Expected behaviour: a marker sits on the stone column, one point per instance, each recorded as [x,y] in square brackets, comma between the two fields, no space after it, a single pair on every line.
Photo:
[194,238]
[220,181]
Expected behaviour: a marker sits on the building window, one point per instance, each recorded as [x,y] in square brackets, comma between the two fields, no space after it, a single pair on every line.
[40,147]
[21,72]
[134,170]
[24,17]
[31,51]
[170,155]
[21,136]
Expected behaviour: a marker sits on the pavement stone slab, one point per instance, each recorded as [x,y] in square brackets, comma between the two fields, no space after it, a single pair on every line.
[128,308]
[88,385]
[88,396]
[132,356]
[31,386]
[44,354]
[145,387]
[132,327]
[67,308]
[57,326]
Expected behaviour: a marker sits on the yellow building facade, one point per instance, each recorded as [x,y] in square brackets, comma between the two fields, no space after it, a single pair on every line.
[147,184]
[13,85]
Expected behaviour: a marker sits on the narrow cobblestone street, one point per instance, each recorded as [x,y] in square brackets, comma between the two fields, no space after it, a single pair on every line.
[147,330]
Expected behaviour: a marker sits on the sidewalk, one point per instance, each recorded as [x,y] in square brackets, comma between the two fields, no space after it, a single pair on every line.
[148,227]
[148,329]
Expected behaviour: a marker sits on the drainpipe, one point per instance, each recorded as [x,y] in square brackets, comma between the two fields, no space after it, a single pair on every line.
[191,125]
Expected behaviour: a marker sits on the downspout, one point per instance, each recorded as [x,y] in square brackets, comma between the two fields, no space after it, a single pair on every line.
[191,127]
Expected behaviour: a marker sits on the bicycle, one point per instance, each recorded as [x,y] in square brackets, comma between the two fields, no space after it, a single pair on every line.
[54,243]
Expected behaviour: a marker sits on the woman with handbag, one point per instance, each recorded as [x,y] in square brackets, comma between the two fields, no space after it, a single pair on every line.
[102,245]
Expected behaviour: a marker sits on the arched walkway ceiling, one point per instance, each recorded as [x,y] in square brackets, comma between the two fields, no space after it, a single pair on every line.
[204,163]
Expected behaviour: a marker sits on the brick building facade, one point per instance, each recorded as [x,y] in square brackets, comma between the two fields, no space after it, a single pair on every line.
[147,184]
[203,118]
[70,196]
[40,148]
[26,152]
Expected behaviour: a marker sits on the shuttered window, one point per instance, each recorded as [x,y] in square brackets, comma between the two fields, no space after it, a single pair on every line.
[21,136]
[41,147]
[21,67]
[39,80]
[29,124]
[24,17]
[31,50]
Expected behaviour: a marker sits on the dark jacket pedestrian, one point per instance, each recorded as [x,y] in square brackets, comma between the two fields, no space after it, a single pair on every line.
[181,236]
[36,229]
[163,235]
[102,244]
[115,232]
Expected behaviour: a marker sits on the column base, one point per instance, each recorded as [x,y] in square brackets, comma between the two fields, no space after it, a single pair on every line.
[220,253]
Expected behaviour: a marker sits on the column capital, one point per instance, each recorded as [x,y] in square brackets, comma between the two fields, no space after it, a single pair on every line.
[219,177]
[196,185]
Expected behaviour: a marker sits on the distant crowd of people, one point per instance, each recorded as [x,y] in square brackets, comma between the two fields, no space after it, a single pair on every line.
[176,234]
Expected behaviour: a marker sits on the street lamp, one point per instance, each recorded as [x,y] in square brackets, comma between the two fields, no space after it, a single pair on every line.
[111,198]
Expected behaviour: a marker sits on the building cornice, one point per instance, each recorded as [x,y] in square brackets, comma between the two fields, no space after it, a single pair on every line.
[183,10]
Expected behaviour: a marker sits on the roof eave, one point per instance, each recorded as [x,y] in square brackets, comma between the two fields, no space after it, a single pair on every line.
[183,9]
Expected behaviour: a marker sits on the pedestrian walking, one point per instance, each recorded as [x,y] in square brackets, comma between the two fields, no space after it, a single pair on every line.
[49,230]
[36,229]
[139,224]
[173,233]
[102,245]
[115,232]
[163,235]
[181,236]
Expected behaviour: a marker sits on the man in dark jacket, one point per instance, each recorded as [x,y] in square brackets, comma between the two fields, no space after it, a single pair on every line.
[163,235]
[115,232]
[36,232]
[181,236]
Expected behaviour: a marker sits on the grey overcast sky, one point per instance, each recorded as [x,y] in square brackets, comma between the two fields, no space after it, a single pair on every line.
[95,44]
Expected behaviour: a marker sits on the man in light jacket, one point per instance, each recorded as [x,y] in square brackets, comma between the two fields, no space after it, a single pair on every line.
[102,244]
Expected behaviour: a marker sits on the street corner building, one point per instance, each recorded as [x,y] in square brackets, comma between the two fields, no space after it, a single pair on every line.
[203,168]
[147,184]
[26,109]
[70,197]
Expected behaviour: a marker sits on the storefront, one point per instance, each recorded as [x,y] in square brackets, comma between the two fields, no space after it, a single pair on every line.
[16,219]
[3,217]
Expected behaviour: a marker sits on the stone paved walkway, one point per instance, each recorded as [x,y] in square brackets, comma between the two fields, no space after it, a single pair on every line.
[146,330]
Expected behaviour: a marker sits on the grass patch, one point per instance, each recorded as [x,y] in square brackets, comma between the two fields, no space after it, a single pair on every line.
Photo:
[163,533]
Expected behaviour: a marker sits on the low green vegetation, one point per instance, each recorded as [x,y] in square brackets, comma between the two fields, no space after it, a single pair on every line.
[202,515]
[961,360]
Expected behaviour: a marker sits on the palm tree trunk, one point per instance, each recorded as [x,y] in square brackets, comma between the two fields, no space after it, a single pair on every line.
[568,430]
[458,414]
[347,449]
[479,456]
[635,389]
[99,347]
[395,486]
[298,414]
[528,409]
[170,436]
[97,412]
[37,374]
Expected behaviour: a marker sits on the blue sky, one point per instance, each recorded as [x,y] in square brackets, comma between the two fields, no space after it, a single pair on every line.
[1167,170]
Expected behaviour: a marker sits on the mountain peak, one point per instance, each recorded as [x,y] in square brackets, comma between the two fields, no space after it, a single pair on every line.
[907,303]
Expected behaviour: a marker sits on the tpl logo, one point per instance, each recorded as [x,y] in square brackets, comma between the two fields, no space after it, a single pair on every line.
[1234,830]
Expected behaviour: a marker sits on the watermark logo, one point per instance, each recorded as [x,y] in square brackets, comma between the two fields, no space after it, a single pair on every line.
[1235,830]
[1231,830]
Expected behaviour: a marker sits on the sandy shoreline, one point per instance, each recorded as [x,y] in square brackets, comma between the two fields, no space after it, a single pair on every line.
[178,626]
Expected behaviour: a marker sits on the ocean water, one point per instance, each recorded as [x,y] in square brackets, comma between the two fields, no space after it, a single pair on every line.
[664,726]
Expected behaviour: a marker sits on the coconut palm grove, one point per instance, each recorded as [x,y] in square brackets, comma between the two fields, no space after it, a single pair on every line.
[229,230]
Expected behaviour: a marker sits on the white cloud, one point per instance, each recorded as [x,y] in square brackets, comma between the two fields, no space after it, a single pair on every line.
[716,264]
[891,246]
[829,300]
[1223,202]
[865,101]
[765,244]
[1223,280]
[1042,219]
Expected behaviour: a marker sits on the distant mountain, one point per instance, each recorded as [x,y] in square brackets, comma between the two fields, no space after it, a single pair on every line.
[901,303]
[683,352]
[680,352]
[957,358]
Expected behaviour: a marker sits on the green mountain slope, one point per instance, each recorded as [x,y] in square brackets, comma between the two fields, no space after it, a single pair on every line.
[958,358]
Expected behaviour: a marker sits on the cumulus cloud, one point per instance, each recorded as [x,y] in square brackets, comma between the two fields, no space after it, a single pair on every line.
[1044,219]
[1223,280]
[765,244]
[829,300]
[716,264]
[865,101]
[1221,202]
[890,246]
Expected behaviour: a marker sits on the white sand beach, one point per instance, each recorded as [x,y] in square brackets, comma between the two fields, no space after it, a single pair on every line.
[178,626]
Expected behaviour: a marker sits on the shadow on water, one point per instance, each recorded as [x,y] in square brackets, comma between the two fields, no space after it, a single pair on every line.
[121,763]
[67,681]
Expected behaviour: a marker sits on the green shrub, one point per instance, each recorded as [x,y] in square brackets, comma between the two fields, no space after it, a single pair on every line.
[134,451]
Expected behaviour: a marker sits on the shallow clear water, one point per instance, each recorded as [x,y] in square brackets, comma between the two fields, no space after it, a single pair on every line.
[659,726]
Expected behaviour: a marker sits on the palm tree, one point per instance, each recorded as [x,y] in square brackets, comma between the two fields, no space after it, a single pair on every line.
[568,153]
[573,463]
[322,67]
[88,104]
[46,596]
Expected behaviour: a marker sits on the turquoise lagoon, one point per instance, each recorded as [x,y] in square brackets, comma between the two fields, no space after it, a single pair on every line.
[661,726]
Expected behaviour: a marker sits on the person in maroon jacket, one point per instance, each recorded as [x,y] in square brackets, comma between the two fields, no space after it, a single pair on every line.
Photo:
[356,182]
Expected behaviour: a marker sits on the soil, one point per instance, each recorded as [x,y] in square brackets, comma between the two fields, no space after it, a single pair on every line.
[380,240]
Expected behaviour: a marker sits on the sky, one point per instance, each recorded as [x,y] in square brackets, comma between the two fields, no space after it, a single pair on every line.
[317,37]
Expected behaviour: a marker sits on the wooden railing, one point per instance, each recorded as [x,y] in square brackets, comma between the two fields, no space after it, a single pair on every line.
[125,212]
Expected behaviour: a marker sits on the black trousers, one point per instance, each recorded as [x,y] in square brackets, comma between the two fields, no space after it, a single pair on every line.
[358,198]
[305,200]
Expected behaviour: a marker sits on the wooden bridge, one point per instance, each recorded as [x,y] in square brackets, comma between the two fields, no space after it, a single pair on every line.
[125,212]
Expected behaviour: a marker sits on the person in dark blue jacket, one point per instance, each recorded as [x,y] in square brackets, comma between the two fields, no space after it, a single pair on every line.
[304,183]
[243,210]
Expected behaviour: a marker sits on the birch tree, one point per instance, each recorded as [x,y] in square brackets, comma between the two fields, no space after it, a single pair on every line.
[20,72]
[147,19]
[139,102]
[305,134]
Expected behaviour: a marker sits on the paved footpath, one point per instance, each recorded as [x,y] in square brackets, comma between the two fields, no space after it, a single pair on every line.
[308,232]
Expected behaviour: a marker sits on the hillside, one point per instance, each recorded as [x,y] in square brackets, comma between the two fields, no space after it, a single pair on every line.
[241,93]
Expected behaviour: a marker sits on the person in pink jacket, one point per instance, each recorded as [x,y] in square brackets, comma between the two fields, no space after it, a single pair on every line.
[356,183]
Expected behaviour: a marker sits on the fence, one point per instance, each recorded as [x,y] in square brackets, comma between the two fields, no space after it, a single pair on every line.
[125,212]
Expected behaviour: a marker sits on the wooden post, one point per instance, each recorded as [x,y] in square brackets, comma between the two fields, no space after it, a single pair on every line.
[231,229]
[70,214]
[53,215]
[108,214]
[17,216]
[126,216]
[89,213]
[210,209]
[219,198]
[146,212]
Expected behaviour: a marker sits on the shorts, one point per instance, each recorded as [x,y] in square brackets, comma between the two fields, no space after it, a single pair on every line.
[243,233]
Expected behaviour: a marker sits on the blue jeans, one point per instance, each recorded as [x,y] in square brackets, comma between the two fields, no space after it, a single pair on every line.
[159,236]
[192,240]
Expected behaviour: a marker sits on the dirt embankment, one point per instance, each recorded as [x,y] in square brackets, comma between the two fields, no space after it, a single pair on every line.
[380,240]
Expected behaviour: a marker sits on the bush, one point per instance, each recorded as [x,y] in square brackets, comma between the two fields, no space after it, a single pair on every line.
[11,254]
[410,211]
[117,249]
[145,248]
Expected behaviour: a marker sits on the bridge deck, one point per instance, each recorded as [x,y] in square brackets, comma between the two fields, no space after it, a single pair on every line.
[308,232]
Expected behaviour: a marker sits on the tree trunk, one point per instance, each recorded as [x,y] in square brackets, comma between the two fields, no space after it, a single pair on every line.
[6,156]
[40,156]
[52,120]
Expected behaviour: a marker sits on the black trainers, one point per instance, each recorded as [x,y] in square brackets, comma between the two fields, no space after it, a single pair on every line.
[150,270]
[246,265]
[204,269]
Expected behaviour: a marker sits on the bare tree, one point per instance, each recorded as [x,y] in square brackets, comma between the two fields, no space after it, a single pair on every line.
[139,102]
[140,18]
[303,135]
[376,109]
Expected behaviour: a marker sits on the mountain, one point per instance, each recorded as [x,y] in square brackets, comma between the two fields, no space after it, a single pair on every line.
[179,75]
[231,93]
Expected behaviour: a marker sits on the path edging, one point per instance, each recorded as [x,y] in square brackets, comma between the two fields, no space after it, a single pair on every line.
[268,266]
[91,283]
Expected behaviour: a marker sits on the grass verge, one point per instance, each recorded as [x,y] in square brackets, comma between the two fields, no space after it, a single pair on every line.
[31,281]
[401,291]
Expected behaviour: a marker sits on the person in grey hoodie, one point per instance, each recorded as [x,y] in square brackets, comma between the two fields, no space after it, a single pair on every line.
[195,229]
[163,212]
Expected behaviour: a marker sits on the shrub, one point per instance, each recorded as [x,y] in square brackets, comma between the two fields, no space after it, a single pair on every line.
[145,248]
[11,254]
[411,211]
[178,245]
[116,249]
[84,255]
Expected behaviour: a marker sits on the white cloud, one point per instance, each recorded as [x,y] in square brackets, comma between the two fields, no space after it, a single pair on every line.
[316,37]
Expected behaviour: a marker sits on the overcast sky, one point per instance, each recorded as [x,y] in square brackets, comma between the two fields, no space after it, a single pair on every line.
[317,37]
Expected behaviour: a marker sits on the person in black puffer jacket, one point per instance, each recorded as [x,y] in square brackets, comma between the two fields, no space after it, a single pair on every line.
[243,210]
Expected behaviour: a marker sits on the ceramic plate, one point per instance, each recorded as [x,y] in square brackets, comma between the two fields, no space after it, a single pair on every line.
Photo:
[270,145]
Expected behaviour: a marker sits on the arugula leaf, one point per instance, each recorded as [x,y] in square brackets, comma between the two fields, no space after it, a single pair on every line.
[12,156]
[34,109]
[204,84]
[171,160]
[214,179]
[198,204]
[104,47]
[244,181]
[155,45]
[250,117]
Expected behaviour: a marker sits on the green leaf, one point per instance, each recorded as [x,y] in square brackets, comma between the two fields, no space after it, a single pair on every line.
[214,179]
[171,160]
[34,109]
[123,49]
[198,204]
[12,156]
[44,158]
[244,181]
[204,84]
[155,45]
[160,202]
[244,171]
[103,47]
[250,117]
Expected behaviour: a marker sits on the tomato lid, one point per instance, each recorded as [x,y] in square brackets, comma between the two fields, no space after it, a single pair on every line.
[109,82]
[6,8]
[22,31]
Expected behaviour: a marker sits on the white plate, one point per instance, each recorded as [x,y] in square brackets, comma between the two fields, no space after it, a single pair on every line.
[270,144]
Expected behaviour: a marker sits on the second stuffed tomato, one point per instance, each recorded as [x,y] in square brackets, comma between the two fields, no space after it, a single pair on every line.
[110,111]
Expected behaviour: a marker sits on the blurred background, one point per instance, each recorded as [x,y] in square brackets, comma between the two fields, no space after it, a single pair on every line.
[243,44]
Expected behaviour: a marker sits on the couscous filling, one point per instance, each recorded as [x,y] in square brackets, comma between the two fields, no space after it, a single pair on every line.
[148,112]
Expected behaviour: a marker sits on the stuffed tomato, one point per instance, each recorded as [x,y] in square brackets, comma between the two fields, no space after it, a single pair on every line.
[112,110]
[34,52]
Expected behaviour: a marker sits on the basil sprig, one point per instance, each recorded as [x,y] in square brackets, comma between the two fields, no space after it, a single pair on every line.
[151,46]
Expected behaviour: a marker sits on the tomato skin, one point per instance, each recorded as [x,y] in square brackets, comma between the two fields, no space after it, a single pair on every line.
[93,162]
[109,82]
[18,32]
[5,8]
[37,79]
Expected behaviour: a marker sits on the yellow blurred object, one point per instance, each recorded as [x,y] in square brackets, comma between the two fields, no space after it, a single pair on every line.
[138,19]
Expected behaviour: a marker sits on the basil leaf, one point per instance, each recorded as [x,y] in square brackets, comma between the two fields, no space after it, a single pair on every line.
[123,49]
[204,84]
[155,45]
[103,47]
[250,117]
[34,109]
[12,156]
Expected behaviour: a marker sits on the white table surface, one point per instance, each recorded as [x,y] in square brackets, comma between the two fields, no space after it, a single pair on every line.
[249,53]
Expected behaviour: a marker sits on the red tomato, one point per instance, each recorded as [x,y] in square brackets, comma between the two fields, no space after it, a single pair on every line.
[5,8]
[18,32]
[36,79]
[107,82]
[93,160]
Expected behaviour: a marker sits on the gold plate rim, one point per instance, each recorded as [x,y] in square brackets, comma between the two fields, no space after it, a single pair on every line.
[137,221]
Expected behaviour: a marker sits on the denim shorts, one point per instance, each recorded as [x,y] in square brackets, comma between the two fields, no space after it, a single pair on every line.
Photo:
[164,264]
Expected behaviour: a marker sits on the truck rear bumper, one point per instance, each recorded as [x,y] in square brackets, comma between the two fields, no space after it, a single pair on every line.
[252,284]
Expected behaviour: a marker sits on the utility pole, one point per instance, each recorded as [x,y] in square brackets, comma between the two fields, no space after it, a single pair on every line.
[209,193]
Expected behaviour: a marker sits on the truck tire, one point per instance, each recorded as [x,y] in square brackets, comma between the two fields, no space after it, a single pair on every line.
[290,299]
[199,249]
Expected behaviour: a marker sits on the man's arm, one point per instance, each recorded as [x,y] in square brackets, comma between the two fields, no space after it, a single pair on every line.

▬▬▬▬▬▬▬▬▬▬

What the task asks: Repeat only the stretch of lines that begins at the line containing "Expected behaviour: a marker sits on the utility" and ends at the last line above, both included.

Completed task:
Expected behaviour: a marker sits on the utility pole, one point per instance, each recorded as [x,y] in square brackets, comma between the two fields, no space after it, a single pair on every line.
[209,193]
Expected behaviour: a marker sits on the truck tire, one point per instance, each recorded as [x,y] in square brackets, comma between the two fields, no space after it, a single pair on every line.
[290,299]
[199,249]
Expected behaviour: a marker sits on the man's arm, one point per instance, each recorded as [x,y] in square brackets, comma between the two fields, no space after it, a single pair on every line.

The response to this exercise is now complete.